Aan de vorderingen onder 1 tot en met 3 leggen [eiser01] en [gedaagde02] het volgende ten grondslag. [eiser01] en [gedaagde02] hebben ieder in de periode van 2004 tot 2013 een bedrag van € 104.880,- aan [naam02] geleend. In de overeenkomst van 23 december 2013 heeft [naam02] erkend dat hij deze bedragen heeft ontvangen en aan [eiser01] en [gedaagde02] moet terugbetalen. [naam02] heeft deze bedragen echter niet terugbetaald, zodat [eiser01] en [gedaagde02] ieder een vordering hebben op [naam02] . Deze vordering mochten zij verrekenen met het bedrag van € 235.760,70 dat nog op de Rabobankrekening ‘inzake [naam02] ’ stond, zodat zij dit bedrag niet aan [gedaagde01] hoeven af te geven. Als het beroep op verrekening niet slaagt, dan hebben [eiser01] en [gedaagde02] gelet op de overeenkomst van 23 december 2013 ieder een vordering op [gedaagde01] in haar hoedanigheid van vereffenaar in de nalatenschap van [naam02] en als erfgenaam van [naam02] ten bedrage van € 104.880,-.

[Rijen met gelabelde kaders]

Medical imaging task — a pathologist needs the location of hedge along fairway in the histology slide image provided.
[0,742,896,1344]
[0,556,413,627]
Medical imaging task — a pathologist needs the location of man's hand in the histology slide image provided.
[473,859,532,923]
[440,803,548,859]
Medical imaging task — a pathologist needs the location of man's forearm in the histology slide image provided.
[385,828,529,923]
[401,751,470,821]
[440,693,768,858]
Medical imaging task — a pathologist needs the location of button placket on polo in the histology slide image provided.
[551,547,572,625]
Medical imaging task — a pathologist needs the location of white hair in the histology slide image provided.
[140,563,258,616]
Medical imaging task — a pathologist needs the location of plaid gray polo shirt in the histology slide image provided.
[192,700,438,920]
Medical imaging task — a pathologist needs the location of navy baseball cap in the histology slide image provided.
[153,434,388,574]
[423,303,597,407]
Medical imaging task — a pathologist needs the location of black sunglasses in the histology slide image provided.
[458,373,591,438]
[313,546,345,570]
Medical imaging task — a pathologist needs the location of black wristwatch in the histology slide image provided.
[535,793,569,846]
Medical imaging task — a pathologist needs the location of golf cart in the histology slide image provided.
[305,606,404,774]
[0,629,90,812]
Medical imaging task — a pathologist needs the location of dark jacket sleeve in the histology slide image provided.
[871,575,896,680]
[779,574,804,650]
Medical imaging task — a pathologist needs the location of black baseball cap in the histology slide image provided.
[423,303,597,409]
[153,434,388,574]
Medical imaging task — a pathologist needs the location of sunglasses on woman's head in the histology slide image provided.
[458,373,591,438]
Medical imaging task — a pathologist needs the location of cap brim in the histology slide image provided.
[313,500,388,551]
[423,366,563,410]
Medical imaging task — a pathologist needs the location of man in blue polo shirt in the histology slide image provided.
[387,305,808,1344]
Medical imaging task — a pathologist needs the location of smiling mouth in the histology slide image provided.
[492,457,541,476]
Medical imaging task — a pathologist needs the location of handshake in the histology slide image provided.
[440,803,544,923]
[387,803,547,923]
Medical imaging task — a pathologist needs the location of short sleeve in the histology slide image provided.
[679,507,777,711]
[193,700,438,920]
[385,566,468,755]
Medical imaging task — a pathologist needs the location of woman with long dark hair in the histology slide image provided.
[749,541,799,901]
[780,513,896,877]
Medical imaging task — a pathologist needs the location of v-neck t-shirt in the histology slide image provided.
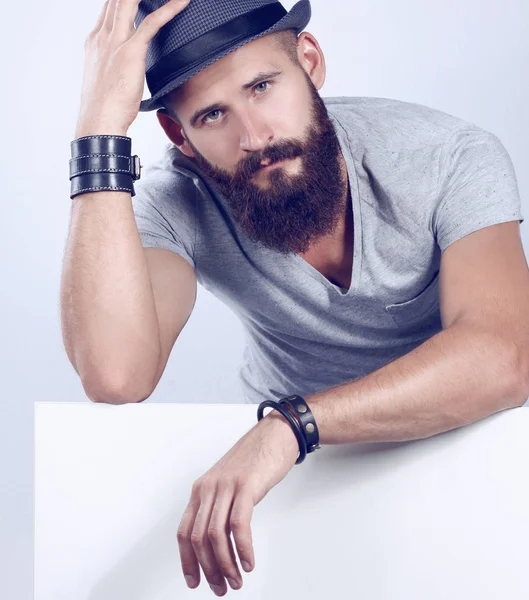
[132,97,524,403]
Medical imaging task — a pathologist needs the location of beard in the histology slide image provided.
[186,72,348,254]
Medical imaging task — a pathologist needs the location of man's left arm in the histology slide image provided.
[294,221,529,444]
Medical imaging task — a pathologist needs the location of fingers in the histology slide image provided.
[207,487,242,589]
[133,0,190,44]
[92,0,108,33]
[101,0,116,33]
[178,484,227,596]
[230,488,255,572]
[176,494,200,588]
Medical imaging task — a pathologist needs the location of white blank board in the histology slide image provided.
[34,402,529,600]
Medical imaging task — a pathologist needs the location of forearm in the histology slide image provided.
[61,191,160,402]
[305,323,527,444]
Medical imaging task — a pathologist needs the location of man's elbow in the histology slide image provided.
[83,382,152,404]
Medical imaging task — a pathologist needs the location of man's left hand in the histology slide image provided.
[177,410,299,596]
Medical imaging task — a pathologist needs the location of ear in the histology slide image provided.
[298,31,327,90]
[156,108,199,158]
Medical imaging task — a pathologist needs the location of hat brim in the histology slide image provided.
[139,0,311,112]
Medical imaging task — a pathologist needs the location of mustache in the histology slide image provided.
[233,140,303,180]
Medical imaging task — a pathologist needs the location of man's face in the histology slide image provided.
[171,36,347,253]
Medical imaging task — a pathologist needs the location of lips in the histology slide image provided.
[259,159,286,172]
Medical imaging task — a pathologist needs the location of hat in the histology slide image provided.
[134,0,311,112]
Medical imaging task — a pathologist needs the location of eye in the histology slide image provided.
[202,108,221,123]
[254,81,272,92]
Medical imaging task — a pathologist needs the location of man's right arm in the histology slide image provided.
[61,191,196,404]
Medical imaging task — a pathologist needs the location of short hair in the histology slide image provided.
[159,29,301,123]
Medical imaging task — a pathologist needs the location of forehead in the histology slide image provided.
[172,35,288,104]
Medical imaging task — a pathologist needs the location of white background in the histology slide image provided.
[0,0,529,600]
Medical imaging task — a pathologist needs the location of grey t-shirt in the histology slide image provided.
[132,97,524,403]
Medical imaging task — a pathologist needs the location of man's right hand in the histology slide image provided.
[75,0,190,138]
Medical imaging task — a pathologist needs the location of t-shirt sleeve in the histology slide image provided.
[432,128,524,252]
[132,158,196,269]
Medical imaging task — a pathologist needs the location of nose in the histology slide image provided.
[239,109,274,152]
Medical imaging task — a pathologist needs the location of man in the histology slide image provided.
[67,0,529,595]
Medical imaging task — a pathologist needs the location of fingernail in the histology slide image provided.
[228,577,239,590]
[241,560,252,571]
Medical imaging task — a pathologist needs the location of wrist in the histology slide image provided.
[74,125,128,139]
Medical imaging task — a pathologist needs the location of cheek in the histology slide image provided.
[195,130,239,171]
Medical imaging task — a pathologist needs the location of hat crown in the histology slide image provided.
[134,0,279,71]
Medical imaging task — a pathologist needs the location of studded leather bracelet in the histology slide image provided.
[257,394,320,465]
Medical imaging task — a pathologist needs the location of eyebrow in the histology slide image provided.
[189,70,283,127]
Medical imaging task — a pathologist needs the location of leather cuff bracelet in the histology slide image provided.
[70,135,142,199]
[257,395,321,465]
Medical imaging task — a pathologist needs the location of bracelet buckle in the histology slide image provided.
[130,154,143,181]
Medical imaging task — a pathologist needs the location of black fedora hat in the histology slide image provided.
[134,0,311,112]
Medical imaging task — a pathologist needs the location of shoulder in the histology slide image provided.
[323,96,479,152]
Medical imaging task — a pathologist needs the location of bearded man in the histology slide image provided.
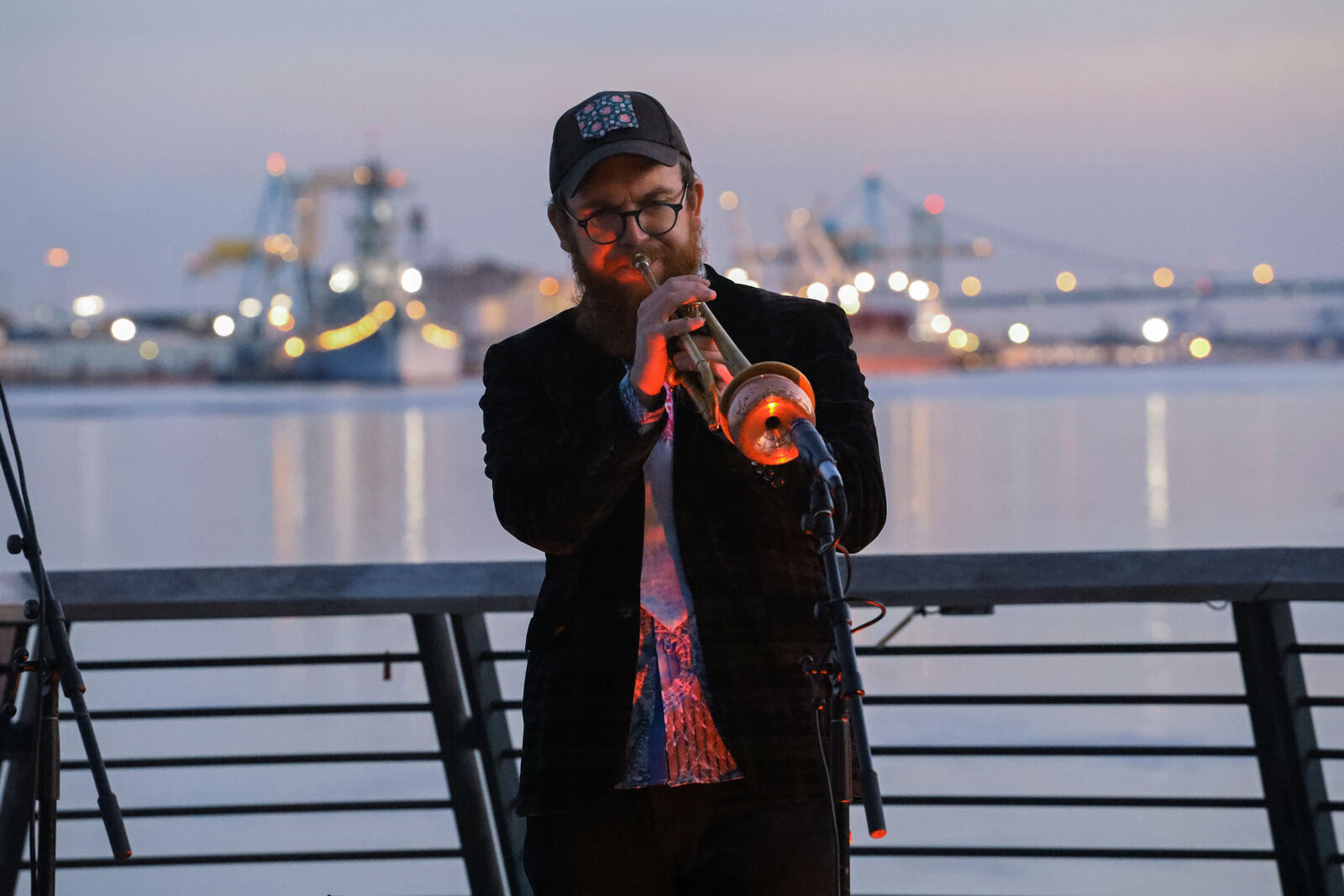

▸ **OPGAVE**:
Zet deze zin uit het fragment om naar het Engels: "[eiser01] en [gedaagde02] hebben ieder in de periode van 2004 tot 2013 een bedrag van € 104.880,- aan [naam02] geleend."

▸ **ANTWOORD OPGAVE**:
[eiser01] and [gedaagde02] each lent an amount of €104,880 to [naam02] in the period from 2004 to 2013.